- _Problem description_
Return the lines unchanged, beginning at the line that contains "input: basketball player -> output: bbox" and ending after the line that contains "[234,342,257,418]".

- _Extracted entries_

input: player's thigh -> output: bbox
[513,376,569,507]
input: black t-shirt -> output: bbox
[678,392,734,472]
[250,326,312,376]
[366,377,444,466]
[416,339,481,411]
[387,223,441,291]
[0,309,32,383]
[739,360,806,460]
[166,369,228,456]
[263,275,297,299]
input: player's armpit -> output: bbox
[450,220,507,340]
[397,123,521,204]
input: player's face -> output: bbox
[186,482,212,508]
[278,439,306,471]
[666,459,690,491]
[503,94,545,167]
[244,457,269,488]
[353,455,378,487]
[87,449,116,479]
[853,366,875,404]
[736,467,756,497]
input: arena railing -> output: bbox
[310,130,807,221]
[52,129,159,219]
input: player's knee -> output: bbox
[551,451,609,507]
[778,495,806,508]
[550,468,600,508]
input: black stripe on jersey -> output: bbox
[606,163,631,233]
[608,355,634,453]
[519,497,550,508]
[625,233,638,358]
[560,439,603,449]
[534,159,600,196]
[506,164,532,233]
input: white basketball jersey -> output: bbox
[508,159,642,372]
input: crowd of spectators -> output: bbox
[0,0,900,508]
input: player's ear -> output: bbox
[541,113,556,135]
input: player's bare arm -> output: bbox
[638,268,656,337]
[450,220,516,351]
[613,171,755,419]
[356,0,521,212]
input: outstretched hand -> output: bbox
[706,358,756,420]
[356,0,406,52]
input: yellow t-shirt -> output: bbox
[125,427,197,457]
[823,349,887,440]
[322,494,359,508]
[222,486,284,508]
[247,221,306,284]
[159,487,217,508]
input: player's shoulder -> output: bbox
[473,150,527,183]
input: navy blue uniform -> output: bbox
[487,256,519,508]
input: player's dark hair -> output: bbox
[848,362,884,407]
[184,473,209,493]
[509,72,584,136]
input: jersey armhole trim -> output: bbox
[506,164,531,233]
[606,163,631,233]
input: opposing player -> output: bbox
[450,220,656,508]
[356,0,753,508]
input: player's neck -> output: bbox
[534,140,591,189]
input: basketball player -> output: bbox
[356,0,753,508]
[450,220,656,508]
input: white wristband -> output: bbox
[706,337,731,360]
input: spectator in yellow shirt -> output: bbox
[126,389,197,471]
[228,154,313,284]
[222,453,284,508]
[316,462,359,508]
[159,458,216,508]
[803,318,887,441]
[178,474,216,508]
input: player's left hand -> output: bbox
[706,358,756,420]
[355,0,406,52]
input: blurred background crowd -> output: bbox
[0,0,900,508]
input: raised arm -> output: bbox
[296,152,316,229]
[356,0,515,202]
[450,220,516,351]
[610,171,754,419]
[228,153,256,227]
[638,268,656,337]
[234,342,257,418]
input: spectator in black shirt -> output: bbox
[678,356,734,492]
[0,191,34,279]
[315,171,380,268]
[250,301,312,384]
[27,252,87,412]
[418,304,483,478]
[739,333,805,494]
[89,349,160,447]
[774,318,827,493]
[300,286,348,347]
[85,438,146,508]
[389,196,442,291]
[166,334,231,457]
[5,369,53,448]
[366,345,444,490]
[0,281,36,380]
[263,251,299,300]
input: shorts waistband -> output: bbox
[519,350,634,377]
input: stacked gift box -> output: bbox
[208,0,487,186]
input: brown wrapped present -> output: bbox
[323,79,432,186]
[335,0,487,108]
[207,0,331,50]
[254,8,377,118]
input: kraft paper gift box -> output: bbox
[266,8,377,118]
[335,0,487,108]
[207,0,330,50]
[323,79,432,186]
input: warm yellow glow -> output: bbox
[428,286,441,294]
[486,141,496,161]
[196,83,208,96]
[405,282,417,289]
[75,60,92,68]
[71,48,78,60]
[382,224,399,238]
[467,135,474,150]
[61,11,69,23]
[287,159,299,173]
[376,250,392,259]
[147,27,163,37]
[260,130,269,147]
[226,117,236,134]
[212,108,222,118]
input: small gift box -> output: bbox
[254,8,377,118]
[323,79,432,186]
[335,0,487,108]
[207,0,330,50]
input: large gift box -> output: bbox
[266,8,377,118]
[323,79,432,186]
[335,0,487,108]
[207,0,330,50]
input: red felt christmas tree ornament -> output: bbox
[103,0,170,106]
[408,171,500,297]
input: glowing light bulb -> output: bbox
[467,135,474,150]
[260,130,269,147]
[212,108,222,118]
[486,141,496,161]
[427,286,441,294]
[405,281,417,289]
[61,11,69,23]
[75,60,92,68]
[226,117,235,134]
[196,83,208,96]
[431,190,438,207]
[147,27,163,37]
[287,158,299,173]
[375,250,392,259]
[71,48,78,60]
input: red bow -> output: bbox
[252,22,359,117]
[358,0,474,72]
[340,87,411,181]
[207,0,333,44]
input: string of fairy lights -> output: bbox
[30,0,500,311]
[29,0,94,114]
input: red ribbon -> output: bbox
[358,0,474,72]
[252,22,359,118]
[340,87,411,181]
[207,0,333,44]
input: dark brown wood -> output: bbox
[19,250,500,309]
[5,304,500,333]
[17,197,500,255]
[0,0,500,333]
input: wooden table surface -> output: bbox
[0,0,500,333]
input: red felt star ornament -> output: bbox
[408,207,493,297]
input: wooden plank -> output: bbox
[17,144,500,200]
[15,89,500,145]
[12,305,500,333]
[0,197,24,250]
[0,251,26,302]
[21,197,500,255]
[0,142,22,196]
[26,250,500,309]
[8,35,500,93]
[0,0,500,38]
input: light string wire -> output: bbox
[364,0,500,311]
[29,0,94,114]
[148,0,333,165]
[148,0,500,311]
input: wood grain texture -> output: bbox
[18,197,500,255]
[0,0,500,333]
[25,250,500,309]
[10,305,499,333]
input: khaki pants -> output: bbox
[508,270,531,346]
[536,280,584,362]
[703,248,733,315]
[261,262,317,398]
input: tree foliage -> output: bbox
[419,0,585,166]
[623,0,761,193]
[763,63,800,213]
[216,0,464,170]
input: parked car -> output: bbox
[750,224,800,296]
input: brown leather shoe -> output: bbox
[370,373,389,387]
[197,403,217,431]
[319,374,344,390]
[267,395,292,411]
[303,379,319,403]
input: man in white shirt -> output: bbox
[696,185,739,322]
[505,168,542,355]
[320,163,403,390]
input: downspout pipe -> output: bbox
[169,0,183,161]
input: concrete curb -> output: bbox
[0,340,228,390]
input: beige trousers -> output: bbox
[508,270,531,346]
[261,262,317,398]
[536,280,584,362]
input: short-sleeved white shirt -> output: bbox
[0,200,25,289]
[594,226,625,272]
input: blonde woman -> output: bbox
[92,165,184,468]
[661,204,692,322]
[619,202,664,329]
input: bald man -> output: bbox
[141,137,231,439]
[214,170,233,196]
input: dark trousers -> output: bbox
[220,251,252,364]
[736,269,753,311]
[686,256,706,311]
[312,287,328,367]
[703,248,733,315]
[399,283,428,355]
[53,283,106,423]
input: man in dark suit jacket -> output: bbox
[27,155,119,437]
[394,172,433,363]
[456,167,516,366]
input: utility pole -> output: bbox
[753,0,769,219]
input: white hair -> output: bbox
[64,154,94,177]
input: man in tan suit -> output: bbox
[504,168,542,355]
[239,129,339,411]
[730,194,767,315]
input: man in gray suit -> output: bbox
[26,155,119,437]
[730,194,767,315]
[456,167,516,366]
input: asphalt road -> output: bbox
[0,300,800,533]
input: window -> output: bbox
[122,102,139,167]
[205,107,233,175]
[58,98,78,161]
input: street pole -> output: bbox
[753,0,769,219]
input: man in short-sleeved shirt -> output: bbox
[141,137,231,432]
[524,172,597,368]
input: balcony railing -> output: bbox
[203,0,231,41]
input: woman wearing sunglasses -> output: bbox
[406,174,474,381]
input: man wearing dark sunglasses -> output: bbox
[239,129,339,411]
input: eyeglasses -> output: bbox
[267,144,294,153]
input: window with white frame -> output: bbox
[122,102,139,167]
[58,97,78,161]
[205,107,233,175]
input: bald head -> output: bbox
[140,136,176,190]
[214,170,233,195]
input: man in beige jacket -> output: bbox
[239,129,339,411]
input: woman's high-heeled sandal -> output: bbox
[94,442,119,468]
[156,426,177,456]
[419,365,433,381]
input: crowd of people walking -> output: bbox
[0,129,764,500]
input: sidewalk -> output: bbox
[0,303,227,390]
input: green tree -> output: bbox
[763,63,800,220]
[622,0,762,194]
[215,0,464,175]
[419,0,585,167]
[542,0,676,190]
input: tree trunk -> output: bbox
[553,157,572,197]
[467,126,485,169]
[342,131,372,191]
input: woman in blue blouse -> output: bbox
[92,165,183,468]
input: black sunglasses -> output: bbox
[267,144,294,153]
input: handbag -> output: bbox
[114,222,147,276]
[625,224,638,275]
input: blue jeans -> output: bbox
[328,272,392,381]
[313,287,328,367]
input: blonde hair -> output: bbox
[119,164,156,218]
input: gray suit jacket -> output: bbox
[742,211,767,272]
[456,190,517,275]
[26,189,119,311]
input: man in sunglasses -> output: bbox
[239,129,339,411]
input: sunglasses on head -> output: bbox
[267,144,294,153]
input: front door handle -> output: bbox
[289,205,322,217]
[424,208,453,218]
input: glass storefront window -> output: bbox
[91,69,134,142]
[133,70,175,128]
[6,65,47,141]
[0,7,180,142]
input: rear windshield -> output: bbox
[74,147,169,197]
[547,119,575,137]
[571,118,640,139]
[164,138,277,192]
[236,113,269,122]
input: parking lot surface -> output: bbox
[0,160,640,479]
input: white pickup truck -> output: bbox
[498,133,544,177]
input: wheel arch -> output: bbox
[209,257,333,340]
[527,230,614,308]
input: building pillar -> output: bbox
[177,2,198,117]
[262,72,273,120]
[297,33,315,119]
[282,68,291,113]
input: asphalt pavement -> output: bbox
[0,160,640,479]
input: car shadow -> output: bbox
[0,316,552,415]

- _Written response_
input: basketball player -> output: bbox
[356,0,753,508]
[450,220,656,508]
input: white wristband -> output: bbox
[706,337,731,360]
input: spectator in yellow shirt -> output: bbox
[126,389,197,471]
[228,154,313,284]
[222,453,284,508]
[316,462,359,508]
[159,458,216,508]
[803,318,887,441]
[178,474,216,508]
input: player's left hand -> output: bbox
[706,358,756,420]
[355,0,406,52]
input: blurred background crowd -> output: bbox
[0,0,900,508]
input: raised arm -> output: bbox
[296,152,316,229]
[356,0,515,202]
[450,220,516,351]
[610,171,754,419]
[228,153,256,227]
[638,268,656,337]
[234,342,257,418]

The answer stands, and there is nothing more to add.